## WORK ITEM:
List each line of the data that holds the word "green".

━━ MATERIAL FOR THIS EXERCISE ━━

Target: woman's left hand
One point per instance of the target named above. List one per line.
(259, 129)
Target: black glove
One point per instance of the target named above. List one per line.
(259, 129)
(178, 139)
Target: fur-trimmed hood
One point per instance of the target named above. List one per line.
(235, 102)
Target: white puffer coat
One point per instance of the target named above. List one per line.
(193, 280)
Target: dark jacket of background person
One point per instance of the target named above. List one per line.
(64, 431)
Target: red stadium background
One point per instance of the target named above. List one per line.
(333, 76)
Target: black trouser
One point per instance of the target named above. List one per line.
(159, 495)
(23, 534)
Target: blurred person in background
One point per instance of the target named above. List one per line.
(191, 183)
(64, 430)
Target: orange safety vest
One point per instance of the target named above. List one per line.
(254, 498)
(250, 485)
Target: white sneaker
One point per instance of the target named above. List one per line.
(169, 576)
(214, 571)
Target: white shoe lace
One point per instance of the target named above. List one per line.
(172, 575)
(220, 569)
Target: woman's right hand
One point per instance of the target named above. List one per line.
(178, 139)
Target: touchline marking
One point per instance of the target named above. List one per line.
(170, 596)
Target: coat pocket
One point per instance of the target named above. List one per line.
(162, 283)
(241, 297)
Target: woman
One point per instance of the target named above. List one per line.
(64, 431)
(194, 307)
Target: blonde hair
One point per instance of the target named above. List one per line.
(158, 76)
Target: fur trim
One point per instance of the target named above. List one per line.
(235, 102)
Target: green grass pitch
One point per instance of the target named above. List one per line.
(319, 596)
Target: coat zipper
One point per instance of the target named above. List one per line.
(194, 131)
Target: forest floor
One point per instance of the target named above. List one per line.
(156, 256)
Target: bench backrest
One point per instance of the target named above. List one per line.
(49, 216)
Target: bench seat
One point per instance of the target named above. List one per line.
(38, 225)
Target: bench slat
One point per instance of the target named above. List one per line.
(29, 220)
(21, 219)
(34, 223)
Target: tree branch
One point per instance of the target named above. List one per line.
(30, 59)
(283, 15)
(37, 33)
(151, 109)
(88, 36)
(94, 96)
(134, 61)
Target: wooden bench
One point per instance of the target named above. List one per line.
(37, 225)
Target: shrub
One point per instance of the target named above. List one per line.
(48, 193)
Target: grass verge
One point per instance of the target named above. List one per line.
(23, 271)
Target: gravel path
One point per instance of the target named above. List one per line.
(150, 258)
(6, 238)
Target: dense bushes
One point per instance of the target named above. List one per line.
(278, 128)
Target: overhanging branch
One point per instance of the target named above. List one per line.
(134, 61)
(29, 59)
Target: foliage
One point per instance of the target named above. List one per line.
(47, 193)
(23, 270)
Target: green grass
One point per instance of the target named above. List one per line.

━━━

## EXPECTED ANSWER:
Target: green grass pitch
Target: green grass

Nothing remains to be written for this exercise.